Collected data entries

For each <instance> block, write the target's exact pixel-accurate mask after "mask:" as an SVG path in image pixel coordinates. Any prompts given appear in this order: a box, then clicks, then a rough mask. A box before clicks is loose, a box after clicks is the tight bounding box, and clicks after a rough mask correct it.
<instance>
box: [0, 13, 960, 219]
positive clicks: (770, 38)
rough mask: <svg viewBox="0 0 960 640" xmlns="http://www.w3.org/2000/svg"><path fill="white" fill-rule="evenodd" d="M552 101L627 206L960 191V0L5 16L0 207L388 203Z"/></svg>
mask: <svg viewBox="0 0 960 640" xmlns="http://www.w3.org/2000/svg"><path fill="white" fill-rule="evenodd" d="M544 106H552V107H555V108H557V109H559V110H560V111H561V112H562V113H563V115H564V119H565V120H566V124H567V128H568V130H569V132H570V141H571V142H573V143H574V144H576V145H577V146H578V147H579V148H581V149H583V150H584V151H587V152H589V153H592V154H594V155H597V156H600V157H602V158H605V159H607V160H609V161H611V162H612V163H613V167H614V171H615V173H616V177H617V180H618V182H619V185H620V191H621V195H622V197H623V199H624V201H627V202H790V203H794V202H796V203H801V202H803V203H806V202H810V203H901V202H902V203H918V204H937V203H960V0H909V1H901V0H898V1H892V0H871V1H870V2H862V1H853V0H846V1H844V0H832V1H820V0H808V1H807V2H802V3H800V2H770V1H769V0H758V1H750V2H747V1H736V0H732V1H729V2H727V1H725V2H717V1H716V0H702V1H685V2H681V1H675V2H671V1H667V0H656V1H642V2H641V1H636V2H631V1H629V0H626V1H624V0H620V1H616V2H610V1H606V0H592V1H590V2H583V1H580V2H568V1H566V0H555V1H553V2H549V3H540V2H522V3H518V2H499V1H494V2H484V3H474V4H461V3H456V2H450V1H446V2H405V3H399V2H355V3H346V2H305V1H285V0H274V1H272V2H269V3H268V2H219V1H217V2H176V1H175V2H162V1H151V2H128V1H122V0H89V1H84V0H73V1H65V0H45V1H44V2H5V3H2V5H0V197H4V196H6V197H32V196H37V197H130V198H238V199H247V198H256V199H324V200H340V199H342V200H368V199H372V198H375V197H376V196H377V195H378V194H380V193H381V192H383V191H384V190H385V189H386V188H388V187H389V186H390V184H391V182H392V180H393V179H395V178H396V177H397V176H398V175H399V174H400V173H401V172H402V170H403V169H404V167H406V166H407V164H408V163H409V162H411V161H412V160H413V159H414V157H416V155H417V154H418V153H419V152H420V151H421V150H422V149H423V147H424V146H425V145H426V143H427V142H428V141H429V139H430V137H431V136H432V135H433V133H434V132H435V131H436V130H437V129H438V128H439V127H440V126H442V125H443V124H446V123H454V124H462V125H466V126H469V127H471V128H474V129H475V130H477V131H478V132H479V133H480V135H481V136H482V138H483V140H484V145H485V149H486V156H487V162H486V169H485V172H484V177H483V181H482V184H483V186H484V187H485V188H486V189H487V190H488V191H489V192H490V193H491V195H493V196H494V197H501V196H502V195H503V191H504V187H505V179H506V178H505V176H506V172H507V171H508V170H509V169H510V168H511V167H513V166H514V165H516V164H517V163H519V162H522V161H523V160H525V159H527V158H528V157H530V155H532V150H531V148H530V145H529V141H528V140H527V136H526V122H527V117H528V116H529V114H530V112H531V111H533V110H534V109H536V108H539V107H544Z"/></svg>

...

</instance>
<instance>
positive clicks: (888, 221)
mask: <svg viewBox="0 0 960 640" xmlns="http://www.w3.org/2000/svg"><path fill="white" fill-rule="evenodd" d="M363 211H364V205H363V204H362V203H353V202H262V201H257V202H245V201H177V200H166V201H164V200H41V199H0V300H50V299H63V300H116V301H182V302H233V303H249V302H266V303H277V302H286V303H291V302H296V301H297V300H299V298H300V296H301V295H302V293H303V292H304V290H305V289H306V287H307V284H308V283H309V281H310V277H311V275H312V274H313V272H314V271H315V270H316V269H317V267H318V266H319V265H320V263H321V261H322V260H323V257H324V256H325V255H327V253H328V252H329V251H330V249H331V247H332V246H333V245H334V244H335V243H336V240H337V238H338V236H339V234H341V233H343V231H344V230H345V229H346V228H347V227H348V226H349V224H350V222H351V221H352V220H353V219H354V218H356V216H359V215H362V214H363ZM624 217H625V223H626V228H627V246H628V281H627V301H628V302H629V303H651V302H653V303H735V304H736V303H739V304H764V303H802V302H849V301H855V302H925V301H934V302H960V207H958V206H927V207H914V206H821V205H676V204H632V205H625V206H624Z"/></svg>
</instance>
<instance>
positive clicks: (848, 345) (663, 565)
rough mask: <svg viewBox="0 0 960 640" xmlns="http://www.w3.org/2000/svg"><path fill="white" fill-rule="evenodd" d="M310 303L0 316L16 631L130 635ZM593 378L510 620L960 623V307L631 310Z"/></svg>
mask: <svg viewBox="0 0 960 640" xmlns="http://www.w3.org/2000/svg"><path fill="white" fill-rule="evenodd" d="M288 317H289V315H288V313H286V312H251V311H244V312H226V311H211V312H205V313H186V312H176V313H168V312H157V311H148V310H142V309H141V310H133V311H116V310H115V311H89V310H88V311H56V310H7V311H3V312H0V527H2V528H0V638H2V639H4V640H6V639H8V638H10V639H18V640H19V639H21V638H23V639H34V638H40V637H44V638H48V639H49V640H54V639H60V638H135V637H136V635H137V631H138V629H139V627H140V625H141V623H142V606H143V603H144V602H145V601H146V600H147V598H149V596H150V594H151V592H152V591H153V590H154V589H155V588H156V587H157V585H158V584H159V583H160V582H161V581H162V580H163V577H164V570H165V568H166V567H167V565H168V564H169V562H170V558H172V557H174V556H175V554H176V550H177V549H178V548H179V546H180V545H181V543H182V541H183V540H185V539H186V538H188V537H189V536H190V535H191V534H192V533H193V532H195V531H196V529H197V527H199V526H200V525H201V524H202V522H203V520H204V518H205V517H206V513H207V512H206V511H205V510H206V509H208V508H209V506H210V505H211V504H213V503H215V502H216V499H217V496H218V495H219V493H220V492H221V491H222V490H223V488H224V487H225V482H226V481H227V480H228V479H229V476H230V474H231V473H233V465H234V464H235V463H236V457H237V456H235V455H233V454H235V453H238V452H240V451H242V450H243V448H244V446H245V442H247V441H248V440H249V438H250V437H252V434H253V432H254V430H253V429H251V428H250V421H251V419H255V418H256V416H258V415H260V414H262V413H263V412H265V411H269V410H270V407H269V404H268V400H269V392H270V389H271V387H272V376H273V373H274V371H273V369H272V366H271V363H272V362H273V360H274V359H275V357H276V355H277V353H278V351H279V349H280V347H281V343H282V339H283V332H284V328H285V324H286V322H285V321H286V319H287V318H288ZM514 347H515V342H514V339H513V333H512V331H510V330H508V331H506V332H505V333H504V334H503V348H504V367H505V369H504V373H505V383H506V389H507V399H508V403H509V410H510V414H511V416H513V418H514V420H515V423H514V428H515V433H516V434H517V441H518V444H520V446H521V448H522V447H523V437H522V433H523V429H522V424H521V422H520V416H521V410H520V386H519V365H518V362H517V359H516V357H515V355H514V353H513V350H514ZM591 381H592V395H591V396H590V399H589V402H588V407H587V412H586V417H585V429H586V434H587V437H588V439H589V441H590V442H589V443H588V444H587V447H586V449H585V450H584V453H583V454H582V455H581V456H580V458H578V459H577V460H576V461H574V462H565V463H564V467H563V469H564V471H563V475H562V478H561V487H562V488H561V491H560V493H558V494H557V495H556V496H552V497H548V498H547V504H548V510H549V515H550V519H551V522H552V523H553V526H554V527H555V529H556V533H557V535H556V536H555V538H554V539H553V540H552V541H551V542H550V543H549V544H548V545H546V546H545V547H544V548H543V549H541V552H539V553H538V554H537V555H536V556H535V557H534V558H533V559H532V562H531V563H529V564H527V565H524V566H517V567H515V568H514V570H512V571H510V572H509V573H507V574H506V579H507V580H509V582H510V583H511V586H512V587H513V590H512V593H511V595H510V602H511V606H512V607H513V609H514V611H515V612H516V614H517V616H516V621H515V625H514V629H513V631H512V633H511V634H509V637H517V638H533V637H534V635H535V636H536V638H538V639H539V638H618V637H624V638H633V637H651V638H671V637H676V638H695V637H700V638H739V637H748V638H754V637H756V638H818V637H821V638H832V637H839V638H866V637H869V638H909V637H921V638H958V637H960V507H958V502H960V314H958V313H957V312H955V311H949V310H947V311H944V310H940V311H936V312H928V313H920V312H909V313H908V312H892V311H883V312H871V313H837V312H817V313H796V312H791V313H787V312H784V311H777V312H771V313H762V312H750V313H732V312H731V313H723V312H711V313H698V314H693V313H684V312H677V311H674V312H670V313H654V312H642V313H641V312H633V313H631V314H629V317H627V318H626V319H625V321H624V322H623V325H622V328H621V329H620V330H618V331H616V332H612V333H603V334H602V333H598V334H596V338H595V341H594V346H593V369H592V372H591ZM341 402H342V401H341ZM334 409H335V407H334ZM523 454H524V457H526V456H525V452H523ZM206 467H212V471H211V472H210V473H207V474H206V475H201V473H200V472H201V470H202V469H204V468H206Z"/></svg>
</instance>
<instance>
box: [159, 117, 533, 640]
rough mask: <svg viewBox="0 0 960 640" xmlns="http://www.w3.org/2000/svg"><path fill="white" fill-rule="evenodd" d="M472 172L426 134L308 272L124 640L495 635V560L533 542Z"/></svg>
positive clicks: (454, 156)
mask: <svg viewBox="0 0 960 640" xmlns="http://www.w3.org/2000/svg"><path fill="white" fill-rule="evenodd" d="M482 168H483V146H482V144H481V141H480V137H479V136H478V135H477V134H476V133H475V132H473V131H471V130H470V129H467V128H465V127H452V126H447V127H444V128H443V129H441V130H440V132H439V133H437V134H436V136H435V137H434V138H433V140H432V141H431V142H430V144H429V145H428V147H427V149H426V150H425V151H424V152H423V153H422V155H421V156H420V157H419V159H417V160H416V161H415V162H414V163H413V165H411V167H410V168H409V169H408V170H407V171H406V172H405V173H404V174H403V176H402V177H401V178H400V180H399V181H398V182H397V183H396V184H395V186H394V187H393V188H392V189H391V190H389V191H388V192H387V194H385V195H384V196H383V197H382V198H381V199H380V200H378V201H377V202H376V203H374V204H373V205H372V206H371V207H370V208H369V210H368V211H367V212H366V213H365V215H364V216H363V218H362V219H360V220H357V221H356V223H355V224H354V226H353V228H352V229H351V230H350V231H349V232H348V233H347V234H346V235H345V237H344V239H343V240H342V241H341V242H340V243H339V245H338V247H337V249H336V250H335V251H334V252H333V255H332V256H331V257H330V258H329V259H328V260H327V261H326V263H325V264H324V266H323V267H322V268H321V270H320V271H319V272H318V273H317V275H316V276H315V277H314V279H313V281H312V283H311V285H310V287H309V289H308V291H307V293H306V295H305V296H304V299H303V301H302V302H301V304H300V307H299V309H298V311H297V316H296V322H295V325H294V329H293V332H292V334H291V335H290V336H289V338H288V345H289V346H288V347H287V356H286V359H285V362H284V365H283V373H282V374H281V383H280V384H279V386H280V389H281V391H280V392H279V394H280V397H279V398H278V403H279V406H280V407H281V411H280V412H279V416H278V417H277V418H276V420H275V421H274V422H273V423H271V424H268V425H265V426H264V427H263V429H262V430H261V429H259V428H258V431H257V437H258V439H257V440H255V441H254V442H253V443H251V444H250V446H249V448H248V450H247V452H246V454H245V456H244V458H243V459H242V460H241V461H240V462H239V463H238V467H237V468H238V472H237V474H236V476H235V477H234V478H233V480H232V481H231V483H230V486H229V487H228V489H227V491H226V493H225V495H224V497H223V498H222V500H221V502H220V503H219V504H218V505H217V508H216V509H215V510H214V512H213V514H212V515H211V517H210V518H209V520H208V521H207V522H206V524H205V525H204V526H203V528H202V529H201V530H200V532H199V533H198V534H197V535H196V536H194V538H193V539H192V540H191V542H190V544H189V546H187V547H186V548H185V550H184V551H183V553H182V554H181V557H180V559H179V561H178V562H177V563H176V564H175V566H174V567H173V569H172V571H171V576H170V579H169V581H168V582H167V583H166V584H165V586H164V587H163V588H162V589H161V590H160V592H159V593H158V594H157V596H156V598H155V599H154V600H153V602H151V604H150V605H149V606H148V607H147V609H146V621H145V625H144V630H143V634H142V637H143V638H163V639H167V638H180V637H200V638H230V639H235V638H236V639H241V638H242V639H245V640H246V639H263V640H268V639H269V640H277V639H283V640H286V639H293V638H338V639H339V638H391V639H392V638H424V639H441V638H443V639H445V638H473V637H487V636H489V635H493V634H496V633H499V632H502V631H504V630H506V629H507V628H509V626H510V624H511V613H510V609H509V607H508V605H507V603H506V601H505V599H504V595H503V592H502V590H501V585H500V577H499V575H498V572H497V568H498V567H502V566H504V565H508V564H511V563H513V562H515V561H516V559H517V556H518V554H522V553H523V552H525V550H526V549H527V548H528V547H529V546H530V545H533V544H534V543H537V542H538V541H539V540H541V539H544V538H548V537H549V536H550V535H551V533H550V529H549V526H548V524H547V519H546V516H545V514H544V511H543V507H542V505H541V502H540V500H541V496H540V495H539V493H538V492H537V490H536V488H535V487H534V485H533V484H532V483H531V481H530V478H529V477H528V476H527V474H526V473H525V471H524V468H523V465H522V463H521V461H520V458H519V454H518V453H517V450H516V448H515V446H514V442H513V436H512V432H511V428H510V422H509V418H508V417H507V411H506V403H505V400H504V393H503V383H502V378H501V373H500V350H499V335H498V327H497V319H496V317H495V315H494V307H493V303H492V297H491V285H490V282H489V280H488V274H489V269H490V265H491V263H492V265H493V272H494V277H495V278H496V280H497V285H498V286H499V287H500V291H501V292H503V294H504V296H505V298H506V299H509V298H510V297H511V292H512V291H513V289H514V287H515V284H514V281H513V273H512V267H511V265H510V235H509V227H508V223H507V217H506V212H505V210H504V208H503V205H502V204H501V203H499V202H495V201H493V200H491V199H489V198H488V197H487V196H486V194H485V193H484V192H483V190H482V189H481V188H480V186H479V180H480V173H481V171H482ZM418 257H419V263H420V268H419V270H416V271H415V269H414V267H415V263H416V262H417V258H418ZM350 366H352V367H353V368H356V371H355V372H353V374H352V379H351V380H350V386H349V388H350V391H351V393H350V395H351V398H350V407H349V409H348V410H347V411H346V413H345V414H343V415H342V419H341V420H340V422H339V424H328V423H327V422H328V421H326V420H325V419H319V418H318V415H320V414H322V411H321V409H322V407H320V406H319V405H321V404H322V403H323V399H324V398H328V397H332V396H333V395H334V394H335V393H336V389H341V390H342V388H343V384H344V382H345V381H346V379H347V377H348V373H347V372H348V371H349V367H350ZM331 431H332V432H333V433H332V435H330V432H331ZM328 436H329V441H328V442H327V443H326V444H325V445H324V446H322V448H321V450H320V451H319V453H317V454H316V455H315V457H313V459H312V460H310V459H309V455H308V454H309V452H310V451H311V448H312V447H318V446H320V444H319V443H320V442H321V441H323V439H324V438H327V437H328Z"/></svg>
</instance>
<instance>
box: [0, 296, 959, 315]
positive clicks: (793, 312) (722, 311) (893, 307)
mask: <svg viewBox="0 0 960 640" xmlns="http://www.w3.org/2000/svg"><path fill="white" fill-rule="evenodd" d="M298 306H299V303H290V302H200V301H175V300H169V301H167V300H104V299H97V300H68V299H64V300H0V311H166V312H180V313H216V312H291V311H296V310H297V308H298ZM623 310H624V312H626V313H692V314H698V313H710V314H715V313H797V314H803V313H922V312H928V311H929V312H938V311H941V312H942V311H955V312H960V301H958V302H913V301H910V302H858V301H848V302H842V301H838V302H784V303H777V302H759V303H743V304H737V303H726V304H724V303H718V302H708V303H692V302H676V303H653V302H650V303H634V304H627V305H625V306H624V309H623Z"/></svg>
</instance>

> _WORK TO BE COMPLETED_: Please gather every line of the listing above that contains the string "positive".

> _FINAL ANSWER_:
positive clicks: (770, 38)
positive clicks: (888, 221)
positive clicks: (848, 345) (663, 565)
positive clicks: (454, 156)
positive clicks: (793, 312) (722, 311) (893, 307)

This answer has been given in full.